Вообще-то я не очень верю в то, что нечто формально-логическое могло бы служить хорошей моделью человеческого мышления. (Работа Хьюитта и Корнфельда [2] содержит некоторое компромис­сное решение.) Особенно я сомневаюсь в том, чтобы логика, запрещающая рефлексивность и самонаправленность, могла бы являться адекватной для психологии: мышление нельзя считать достаточно развитым, если оно не способно обращаться к анализу самого процесса мышления. Без рефлексивности и самонаправленно- сти задача формирования самосознания была бы намного затрудне­на, ибо, как я себе представляю, самосознание предполагает по крайней мере некоторую способность думать о том, что оно само делает3.

Хотя Рассел и лишил нас надежды на создание абсолютно надежного варианта логики здравого смысла, но мы все же можем задаться целью найти те островки «логической последовательности и непротиворечивости», оставаясь в границах которых наше обыденное рассуждение будет правильным. Ставя таким образом перед собой задачу создать теорию большей объясняющей силы, мы намеренно суживаем область исследования, отвлекаясь от рассмотрения тех (по-видимому, немногочисленных) видов выражений, которые ведут к парадоксам и противоречиям,— не теряя при этом надежды, что со временем нам удастся объяснить и их. Многие, наверное, слышали рассказ о знаменитом математике, который, испугавшись того, что если он сделает еще один шаг, то его рассуждение может привести к парадоксу, воскликнул: «Тогда я не буду делать этого шага»4. Возможно, кто-то, не поняв истинного смысла этой шутки, не примет ее всерьез. А ведь в этой шутке содержится указание на то, что мы ориентируем наше мышление на выполнение двух взаимосвя­занных задач:

Мы стремимся найти островки ,,логической последовательнос­ти и непротиворечивости", в границах которых рассуждению, которое основывается на здравом смысле, ничто не угрожает;

Мы стремимся, помимо того, выявить и зафиксировать грани­цы таких ,,островков безопасности".

В высокоразвитых обществах принято заботиться о том, чтобы на дорогах были знаки, предупреждающие водителей об опасности, чтобы зимой на реках стояли щиты, предупреждающие о том, что лед тонок, и т. д. Пусть это не покажется странным, но философы и математики выполняют во многом сходную функцию: они находят примеры, подобные парадоксам брадобрея, черепахи или лжеца, которые говорят нам о том, где нужно остановиться ... и рассмеять­ся. Я склонен считать, что,когда подобные примеры инкорпорируют­ся в мышление, они образуют интеллектуальные аналоги фрейдов­ским эмоциональным цензорам. Принятие этой точки зрения помога­ет объяснить, почему чисто логический нонсенс имеет такую же юмористическую окраску, как и двусмысленные шутки. Кстати сказать, эта проблема интересовала и самого Фрейда. „Случай в кондитерской" напоминает нам — пусть в весьма неопределенной форме,— что следует избегать логического абсурда для того, чтобы не причинять вреда своему мышлению. Отсюда следует, что пос­кольку у нас нет известного способа научиться обходить все непоследовательности и противоречия здравого смысла, то каждый из нас должен суметь составить свой личный набор „когнитивных цензоров", чтобы потом всегда можно было вовремя распознать и избежать тех логических ошибок, с разновидностями которых нам уже приходилось встречаться.

-*-

**Задания:**
A. Почему, согласно фрагменту о логике здравого смысла, каждому из нас нужно составить собственный набор «когнитивных цензоров»? Ответьте в одном–трёх предложениях.
B. Пожалуйста, перепишите строки исходных данных, начиная с первой и заканчивая строкой, в которой стоит «box: [50, 135, 92, 147]», и замените в них «box» на «bounding box». Всё остальное оставьте без изменений.

**Исходные данные:**
-*-

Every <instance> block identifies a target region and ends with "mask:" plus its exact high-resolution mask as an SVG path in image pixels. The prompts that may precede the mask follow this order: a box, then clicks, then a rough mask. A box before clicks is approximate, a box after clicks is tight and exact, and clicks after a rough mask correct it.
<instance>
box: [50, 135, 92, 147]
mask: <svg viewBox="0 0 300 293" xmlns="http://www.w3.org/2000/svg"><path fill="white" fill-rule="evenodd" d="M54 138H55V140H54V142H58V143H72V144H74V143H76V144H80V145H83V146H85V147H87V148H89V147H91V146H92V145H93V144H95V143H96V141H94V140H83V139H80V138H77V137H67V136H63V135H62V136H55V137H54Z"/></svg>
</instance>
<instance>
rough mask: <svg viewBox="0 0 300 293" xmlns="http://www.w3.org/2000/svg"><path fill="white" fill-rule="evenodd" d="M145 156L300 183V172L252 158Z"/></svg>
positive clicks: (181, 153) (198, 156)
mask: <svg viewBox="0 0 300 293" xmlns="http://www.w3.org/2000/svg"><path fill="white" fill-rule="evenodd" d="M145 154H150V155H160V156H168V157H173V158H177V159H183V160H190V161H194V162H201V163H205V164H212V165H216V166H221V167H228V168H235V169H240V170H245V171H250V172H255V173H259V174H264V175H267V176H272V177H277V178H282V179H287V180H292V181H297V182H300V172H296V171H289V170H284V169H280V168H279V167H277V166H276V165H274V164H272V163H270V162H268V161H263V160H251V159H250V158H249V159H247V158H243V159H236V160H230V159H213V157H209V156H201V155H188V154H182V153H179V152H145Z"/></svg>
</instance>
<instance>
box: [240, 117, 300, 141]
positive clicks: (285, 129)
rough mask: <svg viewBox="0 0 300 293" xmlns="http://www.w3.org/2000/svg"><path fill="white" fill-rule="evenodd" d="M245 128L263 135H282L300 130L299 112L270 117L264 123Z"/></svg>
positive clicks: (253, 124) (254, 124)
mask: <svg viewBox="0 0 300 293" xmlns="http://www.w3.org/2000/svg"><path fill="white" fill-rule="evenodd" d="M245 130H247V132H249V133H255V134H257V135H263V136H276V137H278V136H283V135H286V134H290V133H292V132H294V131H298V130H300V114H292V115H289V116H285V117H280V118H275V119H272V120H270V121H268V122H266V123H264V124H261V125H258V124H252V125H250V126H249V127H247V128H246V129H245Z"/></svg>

-*-

**Выполненное упражнение:**
A. У нас нет известного способа научиться обходить все непоследовательности и противоречия здравого смысла. Поэтому личный набор «когнитивных цензоров» нужен, чтобы вовремя распознавать и избегать тех логических ошибок, с разновидностями которых мы уже встречались.

B.
Every <instance> block identifies a target region and ends with "mask:" plus its exact high-resolution mask as an SVG path in image pixels. The prompts that may precede the mask follow this order: a bounding box, then clicks, then a rough mask. A bounding box before clicks is approximate, a bounding box after clicks is tight and exact, and clicks after a rough mask correct it.
<instance>
bounding box: [50, 135, 92, 147]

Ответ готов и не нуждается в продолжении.